** Passage provided **
_ _ _ _ _

Ralph “Cabeza” Linero is similarly full of remorse. In the decade-plus he spent in prison, the former honor student at Miami Senior High lost his daughter to a car accident and had to attend her funeral in leg-irons and crowded by US Marshals. He had to listen in to his other daughter’s wedding via prison phone. “At the end of the day,” he asks, “was it all worth it? No!”
Nelson Aguilar, another retired cocaine dealer who has spent nearly half of his life in jail, concurred. “Every Mutiny story started in euphoria and ended in a crash. Done. Cocaine don’t solve problems.”
Miami’s cocaine ghosts linger—defiantly. You see them in the bulging skyline, always a mortgage or two removed from drug money. Or on the fiftysomething restaurant owner with the dad bod and busted septum wearing an ankle monitor.
In January of 2016, Pablo Escobar’s former 7,400-square-foot pink mansion in Miami Beach was demolished by its latest owner, a South Florida grilled chicken mogul. “I’m very excited to see the house of the devil disappearing right before our eyes,” he declared to a throng of reporters on hand for the teardown. The chicken man’s wife was adamant about having a Roman Catholic monsignor bless the grounds before they drafted plans for a new mansion.

_ _ _ _ _

** Given entries **
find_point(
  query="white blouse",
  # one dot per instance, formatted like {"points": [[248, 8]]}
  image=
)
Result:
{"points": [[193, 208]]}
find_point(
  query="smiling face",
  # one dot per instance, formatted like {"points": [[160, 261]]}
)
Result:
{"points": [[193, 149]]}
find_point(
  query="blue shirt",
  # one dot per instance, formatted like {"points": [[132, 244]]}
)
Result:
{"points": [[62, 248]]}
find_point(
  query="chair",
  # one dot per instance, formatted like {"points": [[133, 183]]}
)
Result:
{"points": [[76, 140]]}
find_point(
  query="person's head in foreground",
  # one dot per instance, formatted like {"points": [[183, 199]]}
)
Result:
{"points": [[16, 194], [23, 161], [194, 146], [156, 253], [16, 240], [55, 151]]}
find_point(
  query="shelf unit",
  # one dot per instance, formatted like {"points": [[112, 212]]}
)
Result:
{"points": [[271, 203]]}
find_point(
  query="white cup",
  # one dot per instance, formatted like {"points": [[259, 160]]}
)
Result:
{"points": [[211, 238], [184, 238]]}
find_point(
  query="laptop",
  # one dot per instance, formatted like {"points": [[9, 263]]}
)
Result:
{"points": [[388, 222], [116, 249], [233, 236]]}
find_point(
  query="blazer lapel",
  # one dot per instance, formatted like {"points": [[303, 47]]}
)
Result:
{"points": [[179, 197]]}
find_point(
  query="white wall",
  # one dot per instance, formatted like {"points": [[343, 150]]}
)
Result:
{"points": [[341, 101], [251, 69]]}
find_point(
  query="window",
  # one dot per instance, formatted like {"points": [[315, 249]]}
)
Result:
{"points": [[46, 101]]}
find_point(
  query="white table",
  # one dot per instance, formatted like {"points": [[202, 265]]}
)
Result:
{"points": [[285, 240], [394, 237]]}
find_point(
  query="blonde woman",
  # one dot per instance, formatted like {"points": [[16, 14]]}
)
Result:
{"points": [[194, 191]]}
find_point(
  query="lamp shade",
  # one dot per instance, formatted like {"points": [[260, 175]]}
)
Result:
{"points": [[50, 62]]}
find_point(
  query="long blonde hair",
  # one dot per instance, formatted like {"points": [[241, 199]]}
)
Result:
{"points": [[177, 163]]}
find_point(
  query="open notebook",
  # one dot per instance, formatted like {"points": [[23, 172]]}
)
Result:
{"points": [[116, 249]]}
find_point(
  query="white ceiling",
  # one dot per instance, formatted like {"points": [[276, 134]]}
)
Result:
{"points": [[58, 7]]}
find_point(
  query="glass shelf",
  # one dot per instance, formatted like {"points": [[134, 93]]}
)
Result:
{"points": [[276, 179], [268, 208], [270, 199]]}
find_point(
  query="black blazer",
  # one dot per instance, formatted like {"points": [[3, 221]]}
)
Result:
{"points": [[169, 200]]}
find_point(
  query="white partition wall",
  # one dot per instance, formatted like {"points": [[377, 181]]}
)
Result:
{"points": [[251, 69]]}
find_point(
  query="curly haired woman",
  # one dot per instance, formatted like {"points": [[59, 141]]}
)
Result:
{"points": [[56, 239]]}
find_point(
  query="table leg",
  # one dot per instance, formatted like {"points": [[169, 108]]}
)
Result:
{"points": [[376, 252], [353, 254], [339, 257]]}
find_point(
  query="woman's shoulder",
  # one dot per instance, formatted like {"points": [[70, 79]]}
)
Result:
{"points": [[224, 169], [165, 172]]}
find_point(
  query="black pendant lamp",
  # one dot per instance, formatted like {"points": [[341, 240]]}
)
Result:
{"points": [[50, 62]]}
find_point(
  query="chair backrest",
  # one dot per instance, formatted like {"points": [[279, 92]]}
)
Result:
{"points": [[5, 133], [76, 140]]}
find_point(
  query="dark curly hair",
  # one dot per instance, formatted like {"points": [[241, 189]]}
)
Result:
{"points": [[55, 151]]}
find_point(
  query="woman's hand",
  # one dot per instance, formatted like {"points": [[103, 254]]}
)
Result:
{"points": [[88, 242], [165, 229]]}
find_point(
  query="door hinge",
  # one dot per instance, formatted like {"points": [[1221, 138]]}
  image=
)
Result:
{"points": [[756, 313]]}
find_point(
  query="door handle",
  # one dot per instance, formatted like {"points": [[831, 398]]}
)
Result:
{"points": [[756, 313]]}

_ _ _ _ _

** Work task **
Copy out the entire passage about the aftermath of Miami's cocaine era above, word for word.

** Answer to this exercise **
Ralph “Cabeza” Linero is similarly full of remorse. In the decade-plus he spent in prison, the former honor student at Miami Senior High lost his daughter to a car accident and had to attend her funeral in leg-irons and crowded by US Marshals. He had to listen in to his other daughter’s wedding via prison phone. “At the end of the day,” he asks, “was it all worth it? No!”
Nelson Aguilar, another retired cocaine dealer who has spent nearly half of his life in jail, concurred. “Every Mutiny story started in euphoria and ended in a crash. Done. Cocaine don’t solve problems.”
Miami’s cocaine ghosts linger—defiantly. You see them in the bulging skyline, always a mortgage or two removed from drug money. Or on the fiftysomething restaurant owner with the dad bod and busted septum wearing an ankle monitor.
In January of 2016, Pablo Escobar’s former 7,400-square-foot pink mansion in Miami Beach was demolished by its latest owner, a South Florida grilled chicken mogul. “I’m very excited to see the house of the devil disappearing right before our eyes,” he declared to a throng of reporters on hand for the teardown. The chicken man’s wife was adamant about having a Roman Catholic monsignor bless the grounds before they drafted plans for a new mansion.